# DATA TO PROCESS:
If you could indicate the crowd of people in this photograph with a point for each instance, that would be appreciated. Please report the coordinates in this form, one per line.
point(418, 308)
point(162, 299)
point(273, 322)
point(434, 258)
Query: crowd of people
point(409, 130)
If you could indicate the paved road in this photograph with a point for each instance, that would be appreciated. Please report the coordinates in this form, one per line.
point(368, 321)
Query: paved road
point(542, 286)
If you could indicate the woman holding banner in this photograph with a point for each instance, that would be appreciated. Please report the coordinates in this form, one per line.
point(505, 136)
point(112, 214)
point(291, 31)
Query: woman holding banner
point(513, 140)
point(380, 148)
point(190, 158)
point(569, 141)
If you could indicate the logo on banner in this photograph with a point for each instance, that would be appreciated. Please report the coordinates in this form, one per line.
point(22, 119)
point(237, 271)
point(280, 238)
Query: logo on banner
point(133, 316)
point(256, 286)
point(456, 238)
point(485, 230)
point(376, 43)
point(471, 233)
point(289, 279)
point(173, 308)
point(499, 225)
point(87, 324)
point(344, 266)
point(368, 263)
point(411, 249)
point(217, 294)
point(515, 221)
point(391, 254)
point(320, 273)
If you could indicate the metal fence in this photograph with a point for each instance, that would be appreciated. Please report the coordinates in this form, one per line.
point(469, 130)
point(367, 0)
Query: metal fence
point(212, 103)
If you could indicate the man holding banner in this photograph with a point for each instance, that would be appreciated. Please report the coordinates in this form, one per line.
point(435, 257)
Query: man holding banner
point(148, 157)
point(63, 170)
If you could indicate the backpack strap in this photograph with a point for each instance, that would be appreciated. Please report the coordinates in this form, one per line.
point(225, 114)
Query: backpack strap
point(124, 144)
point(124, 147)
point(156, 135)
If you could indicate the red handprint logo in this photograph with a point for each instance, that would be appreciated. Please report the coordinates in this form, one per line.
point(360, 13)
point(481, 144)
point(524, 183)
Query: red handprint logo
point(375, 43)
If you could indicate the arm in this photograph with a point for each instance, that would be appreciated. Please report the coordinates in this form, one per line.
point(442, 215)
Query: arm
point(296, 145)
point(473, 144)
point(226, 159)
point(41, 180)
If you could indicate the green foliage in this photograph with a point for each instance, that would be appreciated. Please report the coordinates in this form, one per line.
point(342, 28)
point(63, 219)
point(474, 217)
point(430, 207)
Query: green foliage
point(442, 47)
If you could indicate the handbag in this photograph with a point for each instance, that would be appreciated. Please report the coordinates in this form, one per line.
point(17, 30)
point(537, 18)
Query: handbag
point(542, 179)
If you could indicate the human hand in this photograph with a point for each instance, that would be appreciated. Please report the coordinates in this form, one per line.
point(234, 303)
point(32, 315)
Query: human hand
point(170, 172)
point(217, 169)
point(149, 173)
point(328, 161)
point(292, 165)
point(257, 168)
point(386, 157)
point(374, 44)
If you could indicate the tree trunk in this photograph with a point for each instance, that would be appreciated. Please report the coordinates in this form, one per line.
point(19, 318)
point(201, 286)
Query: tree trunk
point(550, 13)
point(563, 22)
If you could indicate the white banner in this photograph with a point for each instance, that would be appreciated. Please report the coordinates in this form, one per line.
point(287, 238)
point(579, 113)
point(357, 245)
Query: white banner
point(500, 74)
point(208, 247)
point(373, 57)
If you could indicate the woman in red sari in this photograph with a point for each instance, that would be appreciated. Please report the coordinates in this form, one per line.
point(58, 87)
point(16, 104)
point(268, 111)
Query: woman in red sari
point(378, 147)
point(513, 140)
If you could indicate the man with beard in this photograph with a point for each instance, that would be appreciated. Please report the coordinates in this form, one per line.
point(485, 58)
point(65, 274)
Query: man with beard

# BRIEF:
Update every entry above by replacing "coordinates" with "positions". Leave everything else unchanged.

# TASK SOLUTION:
If you could indicate the crowd of people in this photograph with a point for each instance, that would be appreciated. Please report the positions in this form, one per line.
point(418, 308)
point(162, 299)
point(273, 322)
point(434, 258)
Query: crowd of people
point(409, 130)
If you could indicate the paved road in this photograph with a point for each instance, that would be appreciated. Please report the positions in this form, one per line.
point(368, 321)
Query: paved road
point(542, 286)
If you could indicate the woman holding banner in this photograph with a point for each instance, that would be appreciated. Please report the positions in this form, one per line.
point(505, 136)
point(112, 214)
point(291, 31)
Query: woman holding banner
point(513, 140)
point(380, 148)
point(190, 158)
point(569, 141)
If you could indicate the logo on banner in this photograph with a point for each instance, that would be appreciated. Please report the positions in this form, one per line.
point(22, 119)
point(237, 271)
point(280, 238)
Query: logo on banner
point(133, 316)
point(256, 286)
point(456, 238)
point(485, 230)
point(376, 43)
point(471, 233)
point(289, 279)
point(173, 308)
point(499, 225)
point(87, 324)
point(344, 266)
point(368, 263)
point(411, 249)
point(217, 294)
point(515, 221)
point(391, 254)
point(320, 273)
If you could indicate the metal fence in this photograph with a point for each instance, that would be appreciated. Please report the positions in this form, one per line.
point(469, 130)
point(367, 0)
Query: metal fence
point(212, 103)
If you could indicate the man holding banner in this photograph with a point for each instance, that would be appreciated. Please report the positions in this form, one per line.
point(435, 257)
Query: man holding banner
point(148, 157)
point(63, 170)
If you could indicate the backpack strap in this photograph with a point for each instance, that would be appreciated. Please report the positions in this form, one per line.
point(225, 114)
Query: backpack strap
point(124, 144)
point(124, 147)
point(156, 135)
If you could indicate the red handprint logo in this photograph with a point for each instance, that would be appreciated. Please report the positions in this form, one per line.
point(360, 13)
point(481, 144)
point(524, 183)
Query: red handprint logo
point(375, 43)
If you could indicate the arm in this photograph with a point for each instance, that would be appreciated. Please report the positions in this form, one per line.
point(442, 215)
Query: arm
point(296, 145)
point(473, 144)
point(226, 159)
point(41, 180)
If you could indicate the green foliage in this photograph with a point for each instance, that would be appreciated. Please report the positions in this form, one per line.
point(342, 28)
point(63, 219)
point(474, 217)
point(430, 207)
Query: green foliage
point(442, 47)
If you could indicate the handbag in this photograph with a point for each instance, that would be appreciated. Please report the positions in this form, one per line.
point(17, 30)
point(537, 18)
Query: handbag
point(542, 179)
If you could indicate the human hand in this photograph with a point for each instance, that would be appreciated. Please report the positions in this form, one per line.
point(234, 303)
point(32, 315)
Query: human hand
point(170, 172)
point(217, 169)
point(149, 173)
point(328, 161)
point(292, 165)
point(257, 168)
point(386, 157)
point(374, 44)
If you could indicate the tree trunk in this photograph with a point for each instance, that would be appreciated. Please report the positions in this form, one per line.
point(19, 318)
point(201, 286)
Query: tree trunk
point(550, 13)
point(563, 22)
If you could indicate the white banner in this photograph with a point for each instance, that would be appreciated. Please report the positions in this form, one per line.
point(287, 238)
point(579, 113)
point(357, 245)
Query: white banner
point(500, 74)
point(208, 247)
point(373, 57)
If you could indicate the woman in red sari in this photograph with a point for each instance, that would be appreciated. Please report the positions in this form, one per line.
point(58, 87)
point(16, 104)
point(268, 111)
Query: woman in red sari
point(378, 147)
point(513, 140)
If you could indicate the man with beard in this photograph with a point for each instance, that would be appreciated. Please report the positions in this form, one per line.
point(485, 58)
point(65, 274)
Query: man with beard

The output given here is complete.